- _Direction_
Please transcribe the data below exactly. Leave the pictures out.

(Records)
+--

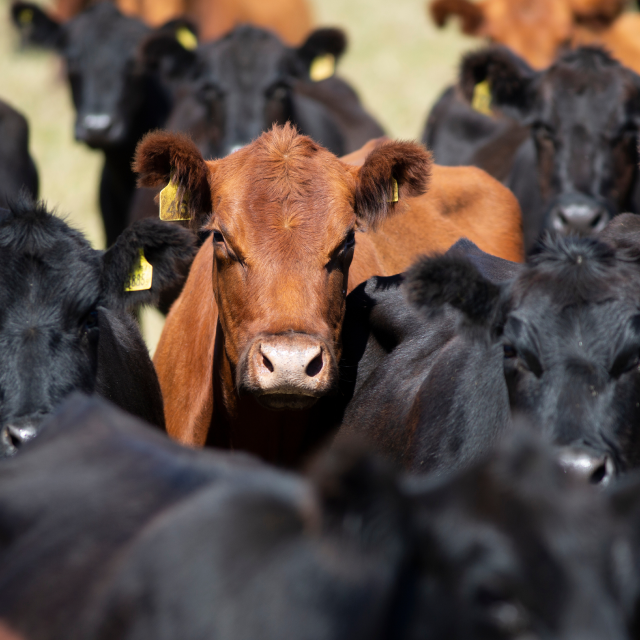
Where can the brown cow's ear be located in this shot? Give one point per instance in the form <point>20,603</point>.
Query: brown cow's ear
<point>471,16</point>
<point>162,157</point>
<point>393,171</point>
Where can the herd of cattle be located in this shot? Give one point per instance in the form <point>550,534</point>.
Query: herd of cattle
<point>410,370</point>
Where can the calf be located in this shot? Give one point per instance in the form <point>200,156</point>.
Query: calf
<point>64,324</point>
<point>582,113</point>
<point>556,345</point>
<point>218,546</point>
<point>17,170</point>
<point>116,99</point>
<point>264,300</point>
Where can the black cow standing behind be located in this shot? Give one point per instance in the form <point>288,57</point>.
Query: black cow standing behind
<point>117,101</point>
<point>578,167</point>
<point>18,172</point>
<point>227,92</point>
<point>64,321</point>
<point>111,531</point>
<point>555,343</point>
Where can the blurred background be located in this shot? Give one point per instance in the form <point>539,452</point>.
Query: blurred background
<point>396,59</point>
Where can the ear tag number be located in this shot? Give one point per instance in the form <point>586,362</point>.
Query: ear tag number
<point>187,38</point>
<point>481,101</point>
<point>322,67</point>
<point>171,210</point>
<point>141,276</point>
<point>394,191</point>
<point>25,17</point>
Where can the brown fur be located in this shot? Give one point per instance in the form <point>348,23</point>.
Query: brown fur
<point>284,205</point>
<point>290,19</point>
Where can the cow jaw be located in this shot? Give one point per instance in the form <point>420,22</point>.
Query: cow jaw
<point>288,372</point>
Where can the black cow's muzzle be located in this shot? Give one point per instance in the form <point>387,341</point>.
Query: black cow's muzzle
<point>578,214</point>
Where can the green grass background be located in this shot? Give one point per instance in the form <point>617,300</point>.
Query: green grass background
<point>397,61</point>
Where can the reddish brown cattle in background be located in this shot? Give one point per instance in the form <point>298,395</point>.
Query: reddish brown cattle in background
<point>537,29</point>
<point>258,324</point>
<point>290,19</point>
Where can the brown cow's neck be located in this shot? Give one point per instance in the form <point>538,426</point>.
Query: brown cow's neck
<point>275,436</point>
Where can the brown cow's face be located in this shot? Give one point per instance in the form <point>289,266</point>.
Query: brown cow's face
<point>283,213</point>
<point>282,253</point>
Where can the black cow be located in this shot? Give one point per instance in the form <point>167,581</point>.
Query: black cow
<point>64,324</point>
<point>116,99</point>
<point>109,530</point>
<point>558,344</point>
<point>17,169</point>
<point>583,114</point>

+--

- _Reply to the task_
Where can the brown cow's ear be located in this shot? Give one point per instance in the form <point>20,603</point>.
Query: brown cow's ear
<point>471,16</point>
<point>162,157</point>
<point>393,171</point>
Where can the herd of cattle be located in this shot? Give one point per instance in the form <point>550,534</point>.
Query: herd of cattle
<point>410,370</point>
Where can the calf be located in this shot? Give one point per instance in the form <point>200,156</point>.
Query: calf
<point>64,324</point>
<point>582,113</point>
<point>556,345</point>
<point>218,546</point>
<point>17,170</point>
<point>116,99</point>
<point>264,300</point>
Where can the black cow standing behind be located in this shot? Give one point per instance in the form <point>288,57</point>.
Query: black cow standing behind
<point>117,101</point>
<point>578,167</point>
<point>18,172</point>
<point>227,92</point>
<point>64,321</point>
<point>111,531</point>
<point>555,343</point>
Where can the blurred background be located in this shot? Give one point per instance in the form <point>539,452</point>.
Query: blurred background
<point>396,59</point>
Where can the ear tag number be located in this shot? Give one point per instance in the form <point>586,362</point>.
Query: ear tag number
<point>187,38</point>
<point>481,101</point>
<point>322,67</point>
<point>171,210</point>
<point>141,276</point>
<point>394,191</point>
<point>25,17</point>
Where can the brown fur be located in this shot? Give one point per instance in the form <point>348,23</point>.
Query: brown fur
<point>284,205</point>
<point>290,19</point>
Where can the cow jaw be located in this shot? Give one point per instance in the form <point>420,22</point>.
Query: cow jaw
<point>288,372</point>
Where can the black cow's muzzle be located in this shot? Give one point per instance in the form <point>387,341</point>.
Query: black cow's muzzle
<point>578,214</point>
Where can the green grass background be located in this shot? Give one point per instance in the form <point>617,300</point>.
Query: green grass background
<point>397,61</point>
Where can the reddish brown cattle in background be located in this shot? Give one point per instance in the form <point>298,395</point>.
Query: reddish brown cattle in background
<point>537,29</point>
<point>258,324</point>
<point>290,19</point>
Where can the brown cow's neck be located in this shot? Give one point per instance in the form <point>538,426</point>.
Query: brown cow's neck
<point>275,436</point>
Where can the brown cow's face be located in this shot? Give one point per instance in the form <point>289,266</point>.
Query: brown cow's face
<point>283,213</point>
<point>282,253</point>
Where can the black cow be located in this shot? Give one point per instance in the form <point>167,581</point>.
Query: black cow
<point>64,324</point>
<point>116,99</point>
<point>109,530</point>
<point>558,344</point>
<point>17,169</point>
<point>583,114</point>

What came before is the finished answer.